- **Text passage**
◆ ◆ ◆
1. This appeal arises out of consolidation proceedings. Mustafa Khan the appellant was the occupancy tenant of the plots in dispute. The appellant instituted a suit under Section 180, U. P. Tenancy Act, for ejectment of one Najib Khan on the allegation that Najib Khan was a trespasser. The suit was decreed on October 23, 1944. In execution of the decree, possession was restored to the appellant on August 26, 1945.
2. Soon thereafter, two sons of Najib Khan, namely Mahboob Khan, respondent No. 4 and Vakil Khan, father of respondents Nos. 5 (1) and (11), filed an objection under Order 21, Rule 300. Civil Procedure Code, claiming that they were in possession of the plots in their own rights and they were illegally dispossessed in execution of the decree. They claimed that they were the donees of the mortgagee of the proprietary rights in relation to the plots in dispute and were in possession as such. The objection was allowed by the Execution Court, and in consequence, the two objectors were put in possession on June 19, 1946.
3. Mustafa Khan, the appellant, then filed a suit under Section 183, U. P. Tenancy Act, against, inter alia, the objectors. The suit was decreed on May 31, 1949. In execution of' the decree Mustafa Khan appellant was put in possession of the plots on November 13, 1949. Evidently, between 19th June, 1946 and 13th November, 1949 Mahboob Khan and Vakil Khan were in possession. They were recorded in the revenue papers of 1356 Fasli. On that basis the two objectors moved an application for restoration of possession under Section 232 of the Zamindari Abolition Act. They claimed that they had acquired adhivasi rights on the grounds that they were recorded occupants in 1356 Fasli. During the pendency of this application the plots in dispute came under consolidation operations with the result that the proceedings were stayed. Mahboob Khan and Vakil Khan filed an objection in, consolidation proceedings and claimed that they had become adhivasis because they were recorded as occupants in 1356 Fasli. The Consolidation Officer upheld their claim. His finding that the two objectors had become adhivasis was upheld in appeal as well as in revision. The appellant challenged these orders in a writ petition which, however, failed and was dismissed, leading to the present appeal.
◆ ◆ ◆
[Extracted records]
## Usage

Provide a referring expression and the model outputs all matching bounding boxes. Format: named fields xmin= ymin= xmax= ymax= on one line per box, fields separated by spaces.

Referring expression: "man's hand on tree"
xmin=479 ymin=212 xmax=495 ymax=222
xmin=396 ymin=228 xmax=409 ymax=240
◆ ◆ ◆
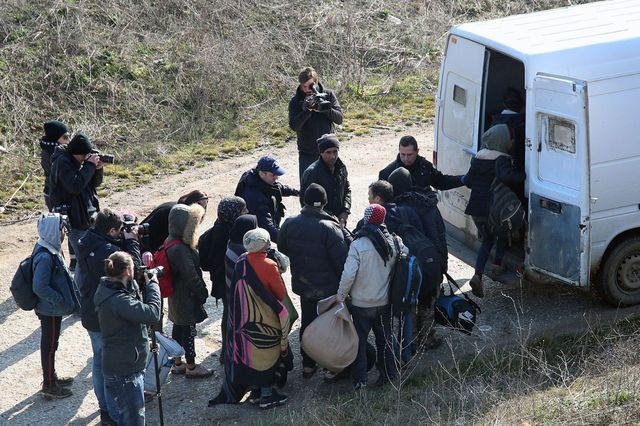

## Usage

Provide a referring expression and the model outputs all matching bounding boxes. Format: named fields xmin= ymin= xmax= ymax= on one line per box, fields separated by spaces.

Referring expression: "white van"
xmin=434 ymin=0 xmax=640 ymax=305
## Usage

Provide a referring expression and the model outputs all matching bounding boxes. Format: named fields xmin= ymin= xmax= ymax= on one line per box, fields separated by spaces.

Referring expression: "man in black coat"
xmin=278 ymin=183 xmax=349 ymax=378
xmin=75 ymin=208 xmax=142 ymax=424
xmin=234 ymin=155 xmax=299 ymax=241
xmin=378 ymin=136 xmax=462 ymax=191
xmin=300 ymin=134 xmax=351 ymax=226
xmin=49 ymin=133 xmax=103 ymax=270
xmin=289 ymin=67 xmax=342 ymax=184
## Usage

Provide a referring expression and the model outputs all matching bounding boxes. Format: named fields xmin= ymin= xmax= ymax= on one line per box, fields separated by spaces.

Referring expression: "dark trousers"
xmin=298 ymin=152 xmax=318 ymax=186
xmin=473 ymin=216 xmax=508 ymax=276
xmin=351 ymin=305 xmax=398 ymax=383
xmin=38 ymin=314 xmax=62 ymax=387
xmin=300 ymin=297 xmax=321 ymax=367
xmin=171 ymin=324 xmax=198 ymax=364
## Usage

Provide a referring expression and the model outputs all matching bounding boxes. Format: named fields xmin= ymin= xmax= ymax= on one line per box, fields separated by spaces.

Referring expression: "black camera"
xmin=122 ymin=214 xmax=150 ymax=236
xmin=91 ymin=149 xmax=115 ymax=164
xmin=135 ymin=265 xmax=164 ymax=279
◆ ◆ ◆
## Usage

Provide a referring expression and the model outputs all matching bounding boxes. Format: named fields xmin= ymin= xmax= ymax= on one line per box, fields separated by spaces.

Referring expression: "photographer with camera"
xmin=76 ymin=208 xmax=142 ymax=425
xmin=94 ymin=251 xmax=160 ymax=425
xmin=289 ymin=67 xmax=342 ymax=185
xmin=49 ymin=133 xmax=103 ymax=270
◆ ◆ ◆
- **Tasks and exercises**
[1] Rewrite the passage on the consolidation appeal, starting with "1. This appeal" and going on through "August 26, 1945.", and put "petitioner" in place of "appellant".
[2] List each line of the records that contains the string "black". The match is case-sensitive.

- **Final results**
[1]
1. This appeal arises out of consolidation proceedings. Mustafa Khan the petitioner was the occupancy tenant of the plots in dispute. The petitioner instituted a suit under Section 180, U. P. Tenancy Act, for ejectment of one Najib Khan on the allegation that Najib Khan was a trespasser. The suit was decreed on October 23, 1944. In execution of the decree, possession was restored to the petitioner on August 26, 1945.

[2]
Referring expression: "man in black coat"
Referring expression: "black camera"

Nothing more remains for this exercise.